EXERCISE
Both the line containing "Target: car roof" and the last line of the listing are included: write out exactly the lines from one to the other.
═════ RECORD EXCERPTS ═════
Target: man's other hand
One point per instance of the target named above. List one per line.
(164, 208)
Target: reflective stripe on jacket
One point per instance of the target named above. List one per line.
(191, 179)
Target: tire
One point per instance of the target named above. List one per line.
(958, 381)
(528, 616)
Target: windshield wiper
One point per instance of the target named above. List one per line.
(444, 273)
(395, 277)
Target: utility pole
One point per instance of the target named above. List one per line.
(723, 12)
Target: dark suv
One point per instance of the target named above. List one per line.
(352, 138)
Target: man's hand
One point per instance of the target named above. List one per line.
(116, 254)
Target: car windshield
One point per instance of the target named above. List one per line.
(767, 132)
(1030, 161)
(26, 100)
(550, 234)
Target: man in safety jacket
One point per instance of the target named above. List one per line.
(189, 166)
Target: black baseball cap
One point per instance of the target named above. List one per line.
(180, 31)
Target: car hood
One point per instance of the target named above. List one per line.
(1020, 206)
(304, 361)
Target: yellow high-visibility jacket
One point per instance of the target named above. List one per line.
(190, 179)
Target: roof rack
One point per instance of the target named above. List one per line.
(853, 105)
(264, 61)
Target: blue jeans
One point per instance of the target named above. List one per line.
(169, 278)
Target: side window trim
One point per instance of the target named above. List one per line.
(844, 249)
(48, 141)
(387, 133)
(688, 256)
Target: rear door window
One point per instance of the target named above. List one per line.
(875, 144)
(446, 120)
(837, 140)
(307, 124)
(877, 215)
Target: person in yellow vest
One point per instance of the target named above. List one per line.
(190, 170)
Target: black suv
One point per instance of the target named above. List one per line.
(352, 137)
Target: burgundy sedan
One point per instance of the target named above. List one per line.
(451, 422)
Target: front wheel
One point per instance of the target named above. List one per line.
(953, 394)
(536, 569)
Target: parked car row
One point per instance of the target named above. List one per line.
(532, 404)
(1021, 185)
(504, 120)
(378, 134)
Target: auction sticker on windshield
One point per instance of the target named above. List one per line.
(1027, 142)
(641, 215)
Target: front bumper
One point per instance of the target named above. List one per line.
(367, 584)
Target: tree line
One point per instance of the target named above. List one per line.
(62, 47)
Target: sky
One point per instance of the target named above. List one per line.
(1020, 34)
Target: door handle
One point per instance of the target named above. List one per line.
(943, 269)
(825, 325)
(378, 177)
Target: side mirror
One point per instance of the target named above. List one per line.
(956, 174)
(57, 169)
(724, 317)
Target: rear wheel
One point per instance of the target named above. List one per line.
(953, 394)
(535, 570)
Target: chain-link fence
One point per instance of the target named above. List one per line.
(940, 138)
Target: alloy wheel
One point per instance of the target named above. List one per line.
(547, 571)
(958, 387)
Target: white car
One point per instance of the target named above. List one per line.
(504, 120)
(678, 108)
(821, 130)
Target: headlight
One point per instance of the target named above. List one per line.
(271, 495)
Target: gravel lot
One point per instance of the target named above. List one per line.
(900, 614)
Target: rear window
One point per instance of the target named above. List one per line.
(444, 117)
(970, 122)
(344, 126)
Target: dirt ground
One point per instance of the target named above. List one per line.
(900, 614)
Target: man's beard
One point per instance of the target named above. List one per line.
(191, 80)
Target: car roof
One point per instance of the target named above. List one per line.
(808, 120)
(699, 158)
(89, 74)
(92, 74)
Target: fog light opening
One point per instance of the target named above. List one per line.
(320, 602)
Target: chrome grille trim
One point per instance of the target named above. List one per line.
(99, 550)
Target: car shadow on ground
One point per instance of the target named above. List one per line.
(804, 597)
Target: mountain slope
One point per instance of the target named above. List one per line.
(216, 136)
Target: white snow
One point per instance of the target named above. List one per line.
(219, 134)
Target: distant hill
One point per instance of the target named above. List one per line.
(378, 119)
═════
COMPLETED TASK
Target: car roof
One point per instance of the target named above. List one per line.
(808, 120)
(699, 158)
(89, 74)
(92, 74)
Target: fog light opening
One point per instance of the target named above. List one per line.
(320, 602)
Target: chrome grille trim
One point per instance of the target named above. List one per line.
(99, 550)
Target: car shadow on ground
One point per instance of the target named above. List one per line.
(804, 597)
Target: mountain slope
One point per instance of the target named above. List one per line.
(216, 136)
Target: white snow
One point per instance of the target named above. List one per line.
(219, 134)
Target: distant hill
One point per instance of the target named above. List one per line.
(378, 119)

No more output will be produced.